• _PROBLEM 1_
Locate every row that contains the word "wall" and copy each of those rows in full.

• _ARTICLE_
▽
Mark Buehrle(notes) survives in the major leagues with an 85-mph fastball and drives a truck that scares little children and is about as concerned with his physique as a plumber. He comes from a tiny town in Missouri and might be a better hunter than pitcher and signed as a 38th-round draft choice.

As atypical as the path Buehrle took to major-league success, his exit could defy convention even more.

Buehrle is ready to walk away from baseball. Not now, in the midst of perhaps the best season of his 10-year career with the Chicago White Sox, one rewarded this week with his fourth All-Star selection. Buehrle wants to finish his current contract in 2011, head back to his 1,200-acre ranch in Bowling Green, Mo., and pass up a shot at 300 victories and untold millions of dollars by retiring at 32.

"Everybody in here is calling B.S. on it," Buehrle said. "And it could be. Those two years could fly by and I could say I'm not ready to retire. But today? I don't see myself playing past this contract."
△
• _PROBLEM 2_
For each statement, decide whether the article about Mark Buehrle supports it. Answer yes or no and quote the words from the article that decide it. (a) Buehrle was signed as a 38th-round draft choice. (b) Buehrle plans to retire right away, in the middle of the current season. (c) Buehrle's ranch is in Bowling Green, Mo.

• _DATASET CONTENT_
▽
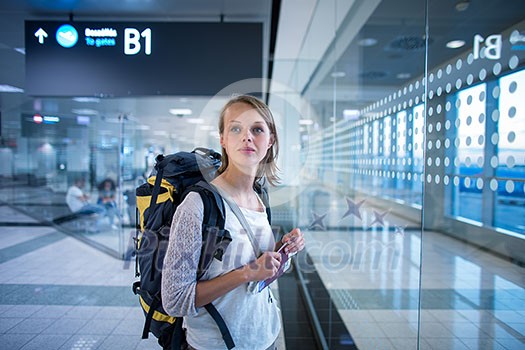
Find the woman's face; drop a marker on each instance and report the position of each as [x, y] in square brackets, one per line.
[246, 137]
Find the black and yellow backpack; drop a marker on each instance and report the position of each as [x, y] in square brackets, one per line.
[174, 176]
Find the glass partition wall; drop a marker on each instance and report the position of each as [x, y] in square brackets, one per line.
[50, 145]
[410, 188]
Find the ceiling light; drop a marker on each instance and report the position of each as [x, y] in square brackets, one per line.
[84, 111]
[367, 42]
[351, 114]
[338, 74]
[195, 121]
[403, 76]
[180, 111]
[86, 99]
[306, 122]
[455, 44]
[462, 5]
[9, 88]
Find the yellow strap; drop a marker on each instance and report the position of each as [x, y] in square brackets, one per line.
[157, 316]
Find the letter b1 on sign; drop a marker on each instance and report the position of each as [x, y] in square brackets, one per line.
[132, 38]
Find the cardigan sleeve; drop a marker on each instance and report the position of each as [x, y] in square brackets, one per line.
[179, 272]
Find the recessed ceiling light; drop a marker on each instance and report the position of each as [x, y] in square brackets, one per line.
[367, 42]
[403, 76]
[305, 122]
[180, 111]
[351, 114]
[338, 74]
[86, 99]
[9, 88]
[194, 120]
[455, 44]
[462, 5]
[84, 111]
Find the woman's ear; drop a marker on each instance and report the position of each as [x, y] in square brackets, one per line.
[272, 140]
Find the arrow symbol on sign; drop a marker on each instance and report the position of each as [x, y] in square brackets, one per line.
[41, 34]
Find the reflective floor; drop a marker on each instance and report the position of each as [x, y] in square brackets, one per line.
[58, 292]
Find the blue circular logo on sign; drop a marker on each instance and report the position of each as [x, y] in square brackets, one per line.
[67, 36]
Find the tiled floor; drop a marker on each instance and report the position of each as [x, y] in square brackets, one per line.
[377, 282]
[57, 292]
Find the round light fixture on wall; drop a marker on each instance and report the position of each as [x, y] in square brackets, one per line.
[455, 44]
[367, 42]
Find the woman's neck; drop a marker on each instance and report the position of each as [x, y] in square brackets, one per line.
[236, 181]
△
▽
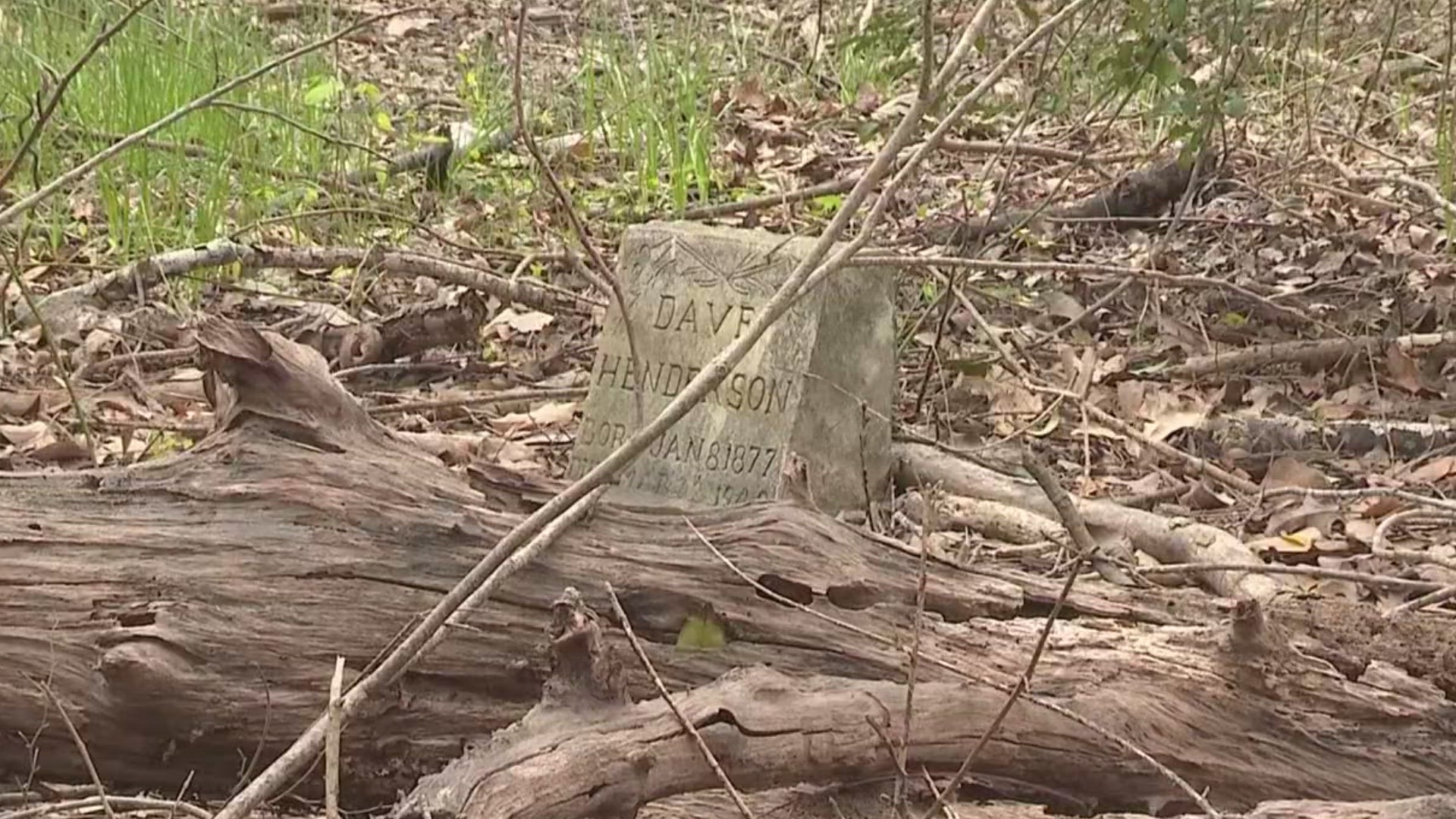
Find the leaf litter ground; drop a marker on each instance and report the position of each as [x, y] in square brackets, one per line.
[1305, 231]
△
▽
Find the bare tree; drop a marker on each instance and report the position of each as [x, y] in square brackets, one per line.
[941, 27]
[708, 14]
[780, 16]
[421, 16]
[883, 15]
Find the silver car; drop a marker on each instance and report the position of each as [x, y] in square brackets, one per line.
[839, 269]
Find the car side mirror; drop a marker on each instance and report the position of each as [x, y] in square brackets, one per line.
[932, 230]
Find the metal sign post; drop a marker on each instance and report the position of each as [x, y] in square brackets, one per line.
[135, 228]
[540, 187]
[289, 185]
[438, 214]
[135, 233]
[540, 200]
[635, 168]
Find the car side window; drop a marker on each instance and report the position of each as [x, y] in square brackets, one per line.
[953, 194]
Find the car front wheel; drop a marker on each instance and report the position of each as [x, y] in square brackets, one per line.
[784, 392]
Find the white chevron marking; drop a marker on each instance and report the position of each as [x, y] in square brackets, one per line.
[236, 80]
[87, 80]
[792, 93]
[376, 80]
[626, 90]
△
• _EXERCISE OUTPUT 1_
Find the glass partition wall; drop a marker on each instance and report the position of each as [x, y] in square brackets, one per line.
Find the round light fixture on wall; drop a marker on each instance and report the position of each as [x, y] in square brackets, one per line.

• _EXERCISE OUTPUT 2_
(a) Yes: "signed as a 38th-round draft choice"
(b) No: "Not now, in the midst of perhaps the best season of his 10-year career with the Chicago White Sox"
(c) Yes: "head back to his 1,200-acre ranch in Bowling Green, Mo."